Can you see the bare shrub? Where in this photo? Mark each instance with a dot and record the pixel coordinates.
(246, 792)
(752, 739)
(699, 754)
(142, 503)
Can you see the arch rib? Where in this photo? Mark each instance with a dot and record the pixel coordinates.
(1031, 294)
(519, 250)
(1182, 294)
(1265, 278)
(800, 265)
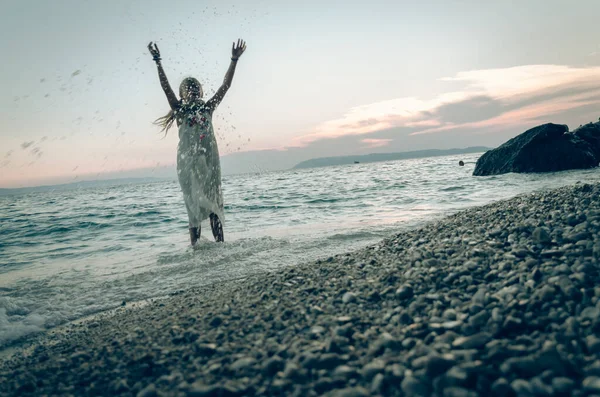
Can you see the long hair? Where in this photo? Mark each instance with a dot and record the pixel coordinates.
(166, 121)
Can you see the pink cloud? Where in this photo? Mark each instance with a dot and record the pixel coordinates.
(373, 143)
(544, 87)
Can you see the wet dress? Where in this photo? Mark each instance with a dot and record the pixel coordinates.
(198, 165)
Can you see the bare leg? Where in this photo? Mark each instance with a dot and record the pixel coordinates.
(194, 234)
(217, 228)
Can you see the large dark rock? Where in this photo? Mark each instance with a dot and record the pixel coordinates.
(546, 148)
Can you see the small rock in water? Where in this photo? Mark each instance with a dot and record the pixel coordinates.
(591, 384)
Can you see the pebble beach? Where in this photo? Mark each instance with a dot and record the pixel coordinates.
(498, 300)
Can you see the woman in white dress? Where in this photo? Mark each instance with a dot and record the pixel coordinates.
(198, 166)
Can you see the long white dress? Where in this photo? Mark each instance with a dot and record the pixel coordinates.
(198, 165)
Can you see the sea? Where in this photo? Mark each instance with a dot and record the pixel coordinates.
(65, 255)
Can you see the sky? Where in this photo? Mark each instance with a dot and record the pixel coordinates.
(79, 90)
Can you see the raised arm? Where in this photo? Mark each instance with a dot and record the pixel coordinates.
(164, 82)
(236, 53)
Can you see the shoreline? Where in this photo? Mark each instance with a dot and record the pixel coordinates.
(496, 299)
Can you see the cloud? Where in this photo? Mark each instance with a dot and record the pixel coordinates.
(373, 142)
(489, 99)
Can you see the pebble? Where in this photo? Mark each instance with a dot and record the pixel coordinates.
(405, 292)
(449, 309)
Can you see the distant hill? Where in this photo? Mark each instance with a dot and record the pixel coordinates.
(375, 157)
(78, 185)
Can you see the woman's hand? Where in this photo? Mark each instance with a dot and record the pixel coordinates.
(154, 52)
(238, 50)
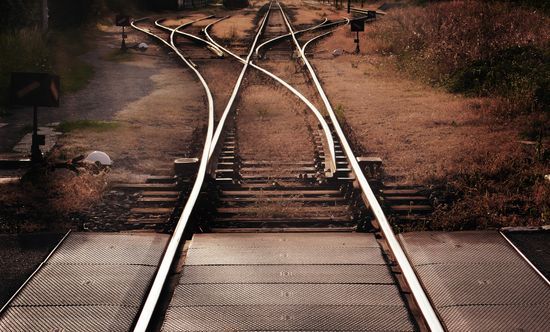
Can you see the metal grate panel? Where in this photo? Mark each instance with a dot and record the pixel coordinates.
(68, 318)
(288, 318)
(459, 247)
(112, 248)
(304, 255)
(285, 294)
(319, 274)
(478, 282)
(497, 318)
(87, 285)
(289, 240)
(469, 284)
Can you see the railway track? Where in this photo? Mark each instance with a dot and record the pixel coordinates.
(241, 194)
(272, 243)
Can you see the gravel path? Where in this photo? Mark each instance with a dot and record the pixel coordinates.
(114, 85)
(20, 255)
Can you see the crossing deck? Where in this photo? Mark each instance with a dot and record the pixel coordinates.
(92, 282)
(286, 281)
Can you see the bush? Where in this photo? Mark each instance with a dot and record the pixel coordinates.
(437, 40)
(520, 73)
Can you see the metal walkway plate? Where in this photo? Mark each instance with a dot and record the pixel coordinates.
(93, 282)
(478, 282)
(286, 282)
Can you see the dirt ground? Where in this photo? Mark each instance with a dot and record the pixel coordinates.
(271, 124)
(20, 255)
(419, 132)
(158, 109)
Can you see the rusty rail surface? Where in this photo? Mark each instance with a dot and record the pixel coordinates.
(153, 296)
(424, 304)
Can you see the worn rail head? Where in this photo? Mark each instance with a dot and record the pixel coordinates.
(424, 304)
(330, 158)
(153, 296)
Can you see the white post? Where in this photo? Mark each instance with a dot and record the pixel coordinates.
(44, 15)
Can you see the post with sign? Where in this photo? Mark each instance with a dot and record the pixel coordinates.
(357, 25)
(35, 89)
(122, 21)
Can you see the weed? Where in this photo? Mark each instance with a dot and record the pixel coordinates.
(119, 56)
(69, 126)
(340, 112)
(262, 113)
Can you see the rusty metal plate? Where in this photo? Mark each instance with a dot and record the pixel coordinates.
(285, 294)
(111, 248)
(288, 318)
(456, 247)
(497, 318)
(472, 284)
(259, 256)
(319, 274)
(311, 240)
(60, 284)
(478, 282)
(68, 318)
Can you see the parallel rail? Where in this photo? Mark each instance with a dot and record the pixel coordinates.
(151, 301)
(424, 304)
(213, 145)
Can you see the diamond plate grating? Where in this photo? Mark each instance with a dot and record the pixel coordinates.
(288, 318)
(116, 248)
(469, 284)
(478, 282)
(458, 247)
(87, 285)
(310, 240)
(497, 318)
(304, 255)
(285, 294)
(68, 318)
(319, 274)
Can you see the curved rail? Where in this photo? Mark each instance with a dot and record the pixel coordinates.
(192, 37)
(287, 35)
(216, 141)
(153, 296)
(319, 26)
(424, 304)
(330, 163)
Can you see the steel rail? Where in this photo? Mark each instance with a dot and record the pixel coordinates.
(330, 163)
(153, 296)
(216, 141)
(527, 260)
(211, 47)
(320, 26)
(424, 304)
(5, 306)
(288, 35)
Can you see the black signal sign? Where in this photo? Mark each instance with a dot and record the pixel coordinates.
(357, 25)
(34, 89)
(122, 20)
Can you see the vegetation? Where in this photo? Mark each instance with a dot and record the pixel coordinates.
(496, 50)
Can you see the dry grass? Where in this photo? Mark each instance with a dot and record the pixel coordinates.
(467, 149)
(271, 125)
(446, 36)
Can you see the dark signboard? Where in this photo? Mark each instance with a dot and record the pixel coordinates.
(122, 20)
(357, 25)
(34, 89)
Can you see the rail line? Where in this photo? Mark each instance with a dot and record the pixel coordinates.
(424, 304)
(172, 248)
(214, 142)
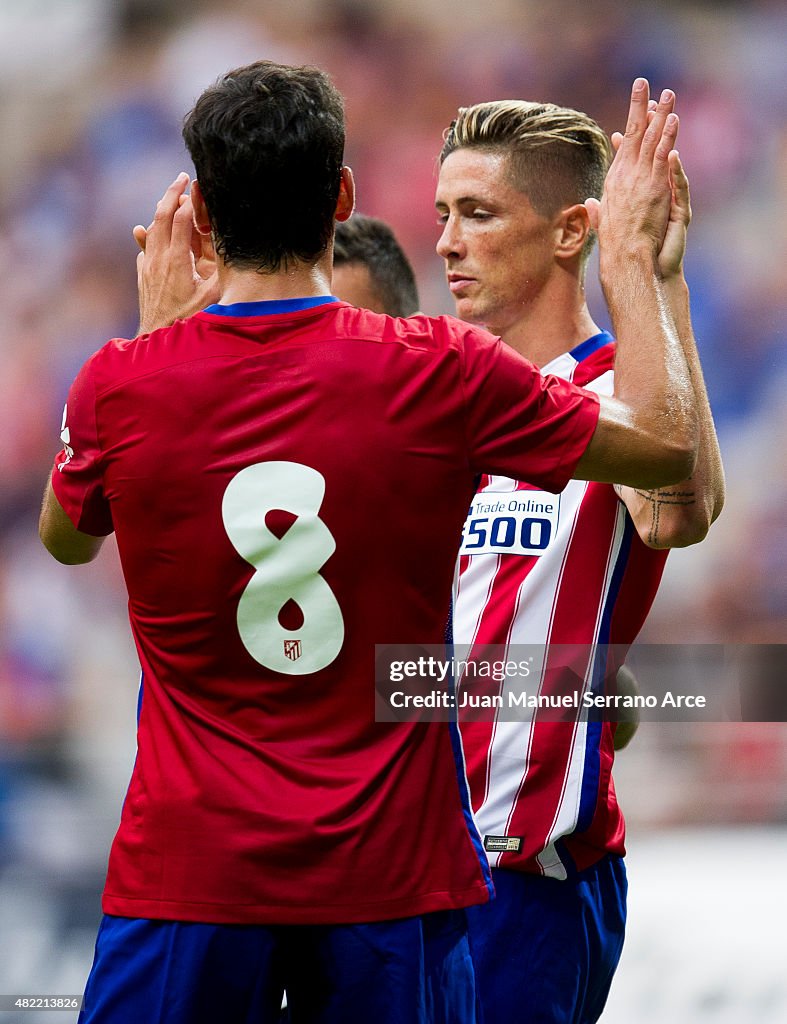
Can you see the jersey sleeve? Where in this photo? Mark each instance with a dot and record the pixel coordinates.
(77, 475)
(520, 423)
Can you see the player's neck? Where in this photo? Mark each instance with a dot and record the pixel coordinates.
(543, 332)
(298, 281)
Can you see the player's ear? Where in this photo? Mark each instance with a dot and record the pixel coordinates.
(202, 218)
(346, 202)
(573, 228)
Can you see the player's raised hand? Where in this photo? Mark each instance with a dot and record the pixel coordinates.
(634, 212)
(176, 271)
(670, 258)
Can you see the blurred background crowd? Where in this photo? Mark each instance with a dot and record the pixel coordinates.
(92, 93)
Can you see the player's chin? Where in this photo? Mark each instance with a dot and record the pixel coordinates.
(467, 309)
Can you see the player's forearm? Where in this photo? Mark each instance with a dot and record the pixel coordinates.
(650, 428)
(680, 515)
(708, 478)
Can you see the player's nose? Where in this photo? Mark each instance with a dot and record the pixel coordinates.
(450, 243)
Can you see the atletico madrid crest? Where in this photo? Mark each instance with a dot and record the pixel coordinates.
(293, 649)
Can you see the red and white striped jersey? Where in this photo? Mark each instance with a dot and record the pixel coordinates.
(581, 578)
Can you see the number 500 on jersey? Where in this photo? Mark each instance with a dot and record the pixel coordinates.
(518, 522)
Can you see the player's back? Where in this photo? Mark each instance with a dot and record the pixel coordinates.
(288, 484)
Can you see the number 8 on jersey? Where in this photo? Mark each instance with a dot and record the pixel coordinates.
(287, 568)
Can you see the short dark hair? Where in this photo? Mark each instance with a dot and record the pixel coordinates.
(267, 143)
(372, 243)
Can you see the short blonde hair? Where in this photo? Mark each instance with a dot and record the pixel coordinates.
(559, 157)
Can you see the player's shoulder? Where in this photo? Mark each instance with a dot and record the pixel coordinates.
(122, 358)
(418, 331)
(599, 363)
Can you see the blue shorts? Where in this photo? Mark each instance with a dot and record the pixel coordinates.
(414, 970)
(544, 949)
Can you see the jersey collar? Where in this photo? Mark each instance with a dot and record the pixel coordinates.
(591, 345)
(269, 306)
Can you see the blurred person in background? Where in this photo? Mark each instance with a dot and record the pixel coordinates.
(370, 269)
(200, 849)
(516, 238)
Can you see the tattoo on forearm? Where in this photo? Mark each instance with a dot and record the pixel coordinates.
(657, 500)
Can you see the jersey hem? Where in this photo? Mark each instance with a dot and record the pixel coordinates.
(270, 913)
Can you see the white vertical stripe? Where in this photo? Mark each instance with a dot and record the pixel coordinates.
(568, 808)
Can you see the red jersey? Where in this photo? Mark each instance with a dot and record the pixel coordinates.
(542, 790)
(288, 483)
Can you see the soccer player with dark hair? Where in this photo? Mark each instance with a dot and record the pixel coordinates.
(370, 269)
(516, 239)
(287, 477)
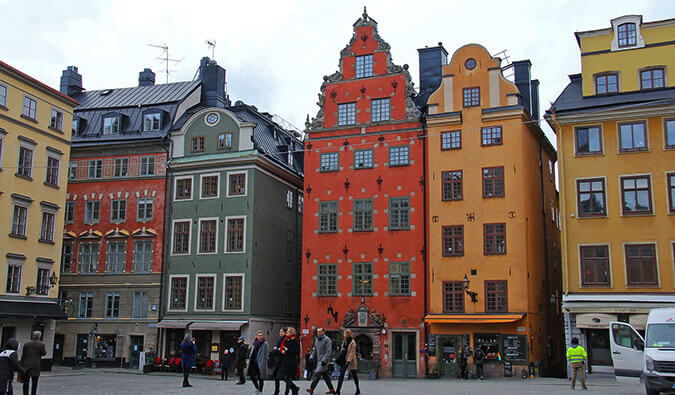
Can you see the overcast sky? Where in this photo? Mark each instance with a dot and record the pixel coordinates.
(277, 52)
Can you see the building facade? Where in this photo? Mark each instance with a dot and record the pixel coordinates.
(35, 121)
(493, 237)
(615, 125)
(364, 226)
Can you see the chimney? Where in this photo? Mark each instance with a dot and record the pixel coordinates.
(146, 78)
(71, 81)
(213, 83)
(431, 71)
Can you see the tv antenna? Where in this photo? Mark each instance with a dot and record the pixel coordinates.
(165, 58)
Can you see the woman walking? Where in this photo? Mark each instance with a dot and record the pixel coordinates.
(347, 360)
(257, 366)
(189, 348)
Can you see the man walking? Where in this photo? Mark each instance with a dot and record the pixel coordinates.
(31, 357)
(321, 354)
(577, 356)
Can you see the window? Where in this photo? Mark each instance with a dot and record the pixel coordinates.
(452, 185)
(52, 176)
(399, 278)
(111, 125)
(494, 239)
(627, 35)
(235, 235)
(237, 184)
(451, 140)
(641, 264)
(89, 257)
(29, 108)
(606, 83)
(13, 279)
(95, 168)
(47, 229)
(178, 293)
(207, 236)
(493, 182)
(198, 143)
(453, 297)
(225, 141)
(328, 213)
(594, 265)
(116, 256)
(118, 210)
(147, 166)
(144, 209)
(398, 156)
(363, 159)
(327, 279)
(151, 122)
(234, 286)
(86, 305)
(379, 110)
(181, 237)
(632, 136)
(112, 305)
(56, 120)
(92, 210)
(209, 186)
(491, 136)
(453, 240)
(329, 161)
(364, 66)
(636, 195)
(363, 215)
(588, 140)
(205, 287)
(25, 167)
(495, 297)
(183, 188)
(399, 213)
(139, 305)
(19, 221)
(121, 168)
(346, 114)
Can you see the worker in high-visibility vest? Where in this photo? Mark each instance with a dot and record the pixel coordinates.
(577, 356)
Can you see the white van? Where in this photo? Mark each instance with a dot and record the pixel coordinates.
(652, 361)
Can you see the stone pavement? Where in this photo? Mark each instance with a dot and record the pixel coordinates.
(65, 381)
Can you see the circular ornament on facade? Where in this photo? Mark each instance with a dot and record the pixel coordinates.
(212, 118)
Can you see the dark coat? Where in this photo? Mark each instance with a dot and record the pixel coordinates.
(31, 356)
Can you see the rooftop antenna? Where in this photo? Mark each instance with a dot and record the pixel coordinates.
(165, 58)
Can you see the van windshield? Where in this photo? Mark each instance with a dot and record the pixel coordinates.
(661, 336)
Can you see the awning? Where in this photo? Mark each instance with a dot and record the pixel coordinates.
(32, 309)
(472, 318)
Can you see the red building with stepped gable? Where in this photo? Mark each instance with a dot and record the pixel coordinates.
(364, 210)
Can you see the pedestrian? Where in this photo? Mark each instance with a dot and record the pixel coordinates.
(257, 366)
(9, 363)
(187, 361)
(577, 356)
(478, 359)
(275, 358)
(31, 357)
(321, 354)
(290, 351)
(242, 354)
(347, 361)
(225, 362)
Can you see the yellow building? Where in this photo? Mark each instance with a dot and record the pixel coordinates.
(35, 125)
(615, 126)
(492, 217)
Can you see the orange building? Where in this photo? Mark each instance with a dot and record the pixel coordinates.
(493, 236)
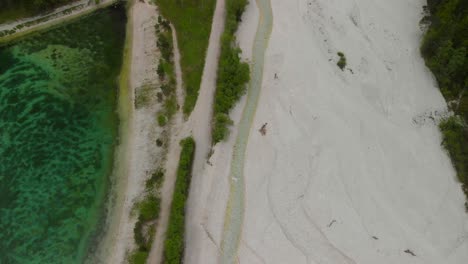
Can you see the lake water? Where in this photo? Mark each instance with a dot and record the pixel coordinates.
(58, 130)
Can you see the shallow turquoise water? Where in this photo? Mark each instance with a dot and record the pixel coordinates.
(58, 129)
(234, 218)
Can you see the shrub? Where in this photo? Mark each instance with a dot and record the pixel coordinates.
(156, 179)
(140, 240)
(160, 70)
(162, 120)
(342, 62)
(192, 20)
(138, 257)
(220, 127)
(159, 142)
(233, 74)
(149, 208)
(445, 49)
(174, 244)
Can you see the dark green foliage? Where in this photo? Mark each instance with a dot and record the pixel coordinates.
(455, 141)
(165, 45)
(445, 48)
(140, 240)
(233, 74)
(138, 257)
(162, 120)
(159, 142)
(192, 20)
(149, 208)
(174, 244)
(342, 62)
(160, 70)
(156, 179)
(220, 128)
(166, 71)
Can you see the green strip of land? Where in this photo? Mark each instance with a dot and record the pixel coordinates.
(192, 20)
(174, 244)
(233, 74)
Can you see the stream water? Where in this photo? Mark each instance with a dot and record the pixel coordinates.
(235, 209)
(58, 129)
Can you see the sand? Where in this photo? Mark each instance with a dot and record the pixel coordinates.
(137, 156)
(351, 169)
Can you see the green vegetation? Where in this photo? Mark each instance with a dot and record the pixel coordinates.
(192, 20)
(138, 257)
(233, 74)
(174, 244)
(166, 72)
(342, 62)
(444, 49)
(162, 120)
(143, 96)
(16, 9)
(148, 212)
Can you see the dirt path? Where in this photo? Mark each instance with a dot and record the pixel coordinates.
(178, 132)
(199, 125)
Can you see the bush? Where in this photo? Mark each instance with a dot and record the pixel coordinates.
(149, 208)
(233, 74)
(162, 120)
(220, 128)
(342, 62)
(138, 257)
(192, 20)
(160, 70)
(159, 142)
(445, 50)
(174, 244)
(156, 179)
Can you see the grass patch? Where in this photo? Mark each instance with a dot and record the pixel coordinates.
(138, 257)
(192, 20)
(162, 120)
(166, 72)
(174, 244)
(143, 96)
(233, 74)
(342, 61)
(445, 50)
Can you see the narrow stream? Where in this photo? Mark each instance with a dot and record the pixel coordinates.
(235, 208)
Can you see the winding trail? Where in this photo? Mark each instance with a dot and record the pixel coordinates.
(235, 207)
(178, 132)
(199, 125)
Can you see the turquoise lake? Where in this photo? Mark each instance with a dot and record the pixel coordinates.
(58, 131)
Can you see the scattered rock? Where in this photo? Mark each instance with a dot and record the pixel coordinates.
(263, 129)
(408, 251)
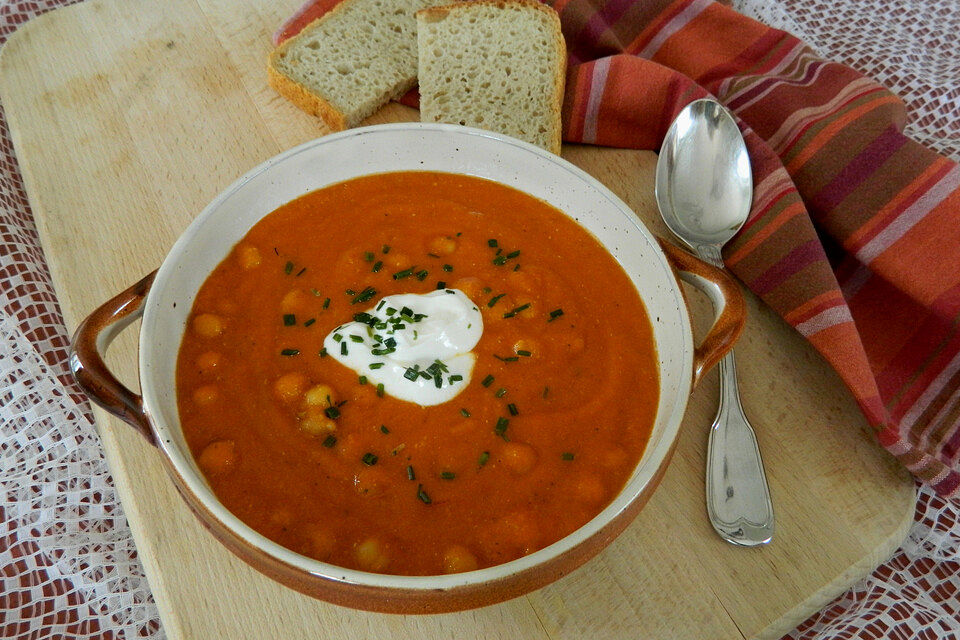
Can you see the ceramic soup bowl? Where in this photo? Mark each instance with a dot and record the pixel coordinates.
(164, 300)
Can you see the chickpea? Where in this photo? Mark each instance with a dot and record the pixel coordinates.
(320, 395)
(457, 559)
(371, 555)
(443, 245)
(220, 456)
(206, 395)
(208, 361)
(208, 325)
(249, 257)
(519, 457)
(317, 425)
(526, 345)
(589, 488)
(289, 387)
========
# Required task
Retype the line containing "Can you see the grass" and all lines after it through the end of the material, exactly and only those, leaving out pictures.

# Task result
Can you see the grass patch? Where in this photo? Mark each instance with a dot and record the pixel coordinates.
(138, 257)
(192, 20)
(162, 120)
(166, 72)
(174, 244)
(143, 96)
(233, 74)
(342, 61)
(445, 50)
Can you see the narrow stream? Where in this photo? Mark each instance with a dot and record the pixel coordinates.
(235, 208)
Can you see the winding trail? Where in this photo? Mark each instance with a dot and record the pixel coordinates.
(235, 207)
(178, 132)
(199, 125)
Can you see the turquoise lake? Where in this photo? Mark each instance with a dot and record the pixel coordinates.
(58, 131)
Can you see the scattered rock? Where in this photo? Mark each instance with a dot and record the pixel coordinates.
(263, 129)
(408, 251)
Can you see the ceramic soup bowl? Where in this photo? Mark each instance with a dot and record the pixel coordinates.
(164, 300)
Can you see the chickpea? Where in this photo? Mark each instance with a dot and record the pixel coordinates.
(320, 395)
(457, 559)
(371, 555)
(443, 245)
(220, 456)
(206, 395)
(208, 361)
(208, 325)
(249, 257)
(519, 457)
(317, 425)
(526, 345)
(589, 488)
(289, 387)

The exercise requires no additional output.